_WRITTEN EXERCISE_: Output every line of the records below as a numbered list, skipping any blank lines.

>> BEGIN RECORDS PROVIDED

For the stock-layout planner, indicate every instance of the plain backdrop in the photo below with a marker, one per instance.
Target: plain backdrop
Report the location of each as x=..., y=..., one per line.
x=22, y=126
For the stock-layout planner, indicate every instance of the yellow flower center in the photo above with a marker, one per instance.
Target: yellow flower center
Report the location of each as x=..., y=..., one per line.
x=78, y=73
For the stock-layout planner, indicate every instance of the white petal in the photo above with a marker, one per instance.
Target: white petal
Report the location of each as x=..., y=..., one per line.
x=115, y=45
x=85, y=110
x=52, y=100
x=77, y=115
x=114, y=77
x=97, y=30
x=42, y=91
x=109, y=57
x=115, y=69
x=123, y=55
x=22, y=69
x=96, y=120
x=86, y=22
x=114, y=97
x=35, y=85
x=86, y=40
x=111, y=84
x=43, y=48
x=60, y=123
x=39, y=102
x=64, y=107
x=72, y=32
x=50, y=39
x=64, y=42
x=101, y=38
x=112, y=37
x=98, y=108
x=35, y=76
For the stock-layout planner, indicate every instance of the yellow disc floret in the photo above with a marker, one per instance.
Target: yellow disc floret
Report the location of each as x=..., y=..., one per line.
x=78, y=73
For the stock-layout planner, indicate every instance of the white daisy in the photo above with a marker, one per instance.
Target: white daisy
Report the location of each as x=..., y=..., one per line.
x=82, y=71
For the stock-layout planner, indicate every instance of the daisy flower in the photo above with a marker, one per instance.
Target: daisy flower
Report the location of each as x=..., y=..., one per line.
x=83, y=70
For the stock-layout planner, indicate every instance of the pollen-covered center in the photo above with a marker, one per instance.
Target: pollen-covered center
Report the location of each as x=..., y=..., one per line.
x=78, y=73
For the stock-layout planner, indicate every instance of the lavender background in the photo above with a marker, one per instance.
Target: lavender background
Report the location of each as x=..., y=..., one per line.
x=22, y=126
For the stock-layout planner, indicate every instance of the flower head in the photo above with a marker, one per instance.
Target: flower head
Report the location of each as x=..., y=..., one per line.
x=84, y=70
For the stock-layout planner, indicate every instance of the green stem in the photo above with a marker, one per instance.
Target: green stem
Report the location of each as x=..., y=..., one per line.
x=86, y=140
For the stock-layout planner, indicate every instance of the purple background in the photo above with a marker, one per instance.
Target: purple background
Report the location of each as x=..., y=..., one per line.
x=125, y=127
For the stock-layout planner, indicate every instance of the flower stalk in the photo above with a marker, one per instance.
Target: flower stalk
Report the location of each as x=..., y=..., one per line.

>> END RECORDS PROVIDED

_FINAL ANSWER_:
1. For the stock-layout planner, indicate every instance of the plain backdrop in the photo below with a marker, one per instance.
2. Target: plain backdrop
3. Report the location of each as x=..., y=..., one per line.
4. x=22, y=126
5. For the stock-layout planner, indicate every instance of the yellow flower center in the photo above with a marker, one per instance.
6. Target: yellow flower center
7. Report the location of each as x=..., y=..., one per line.
8. x=78, y=73
9. For the stock-layout planner, indicate every instance of the white petal in the photo above with a marker, one per instance.
10. Target: white petal
11. Report the location of each as x=..., y=..., one per line.
12. x=115, y=45
13. x=85, y=110
14. x=52, y=100
15. x=77, y=115
16. x=114, y=77
17. x=97, y=30
18. x=42, y=91
19. x=109, y=57
20. x=115, y=69
21. x=123, y=55
22. x=22, y=69
23. x=96, y=120
24. x=86, y=22
25. x=114, y=97
26. x=35, y=85
27. x=86, y=40
28. x=111, y=84
29. x=43, y=48
30. x=60, y=123
31. x=39, y=102
32. x=64, y=107
33. x=72, y=32
34. x=50, y=39
35. x=64, y=42
36. x=101, y=38
37. x=112, y=37
38. x=98, y=108
39. x=35, y=76
40. For the stock-layout planner, indicate every instance of the yellow disc floret in the photo above with a marker, one per instance.
41. Target: yellow disc floret
42. Report the location of each as x=..., y=..., one per line.
43. x=78, y=73
44. For the stock-layout planner, indicate every instance of the white daisy in the photo above with a marker, one per instance.
45. Target: white daisy
46. Report the location of each as x=..., y=..., one per line.
47. x=82, y=71
48. For the stock-layout planner, indicate every instance of the daisy flower in the photo above with a marker, one per instance.
49. Target: daisy flower
50. Report the location of each as x=..., y=..., one per line.
51. x=83, y=70
52. For the stock-layout planner, indicate every instance of the pollen-covered center in the photo above with a marker, one per instance.
53. Target: pollen-covered center
54. Report the location of each as x=..., y=..., one per line.
55. x=78, y=73
56. For the stock-layout planner, indicate every instance of the lavender background in the photo above with a marker, one per instance.
57. Target: lavender background
58. Report the location of each as x=..., y=..., one per line.
59. x=22, y=126
60. For the stock-layout planner, indicate every instance of the flower head in the photo above with a marker, one per instance.
61. Target: flower head
62. Report the location of each as x=..., y=..., one per line.
63. x=84, y=70
64. For the stock-layout planner, indicate every instance of the green stem in the photo above with a marker, one per instance.
65. Target: green stem
66. Report the location of each as x=..., y=..., one per line.
67. x=86, y=140
68. For the stock-layout planner, indicate every instance of the purple background in the photo above with a marker, one per instance.
69. Target: purple background
70. Report the location of each as x=..., y=..., one per line.
71. x=125, y=127
72. For the stock-layout planner, indicate every instance of the flower stalk in the photo above with a marker, one per instance.
73. Target: flower stalk
74. Report the location of each as x=..., y=..., one per line.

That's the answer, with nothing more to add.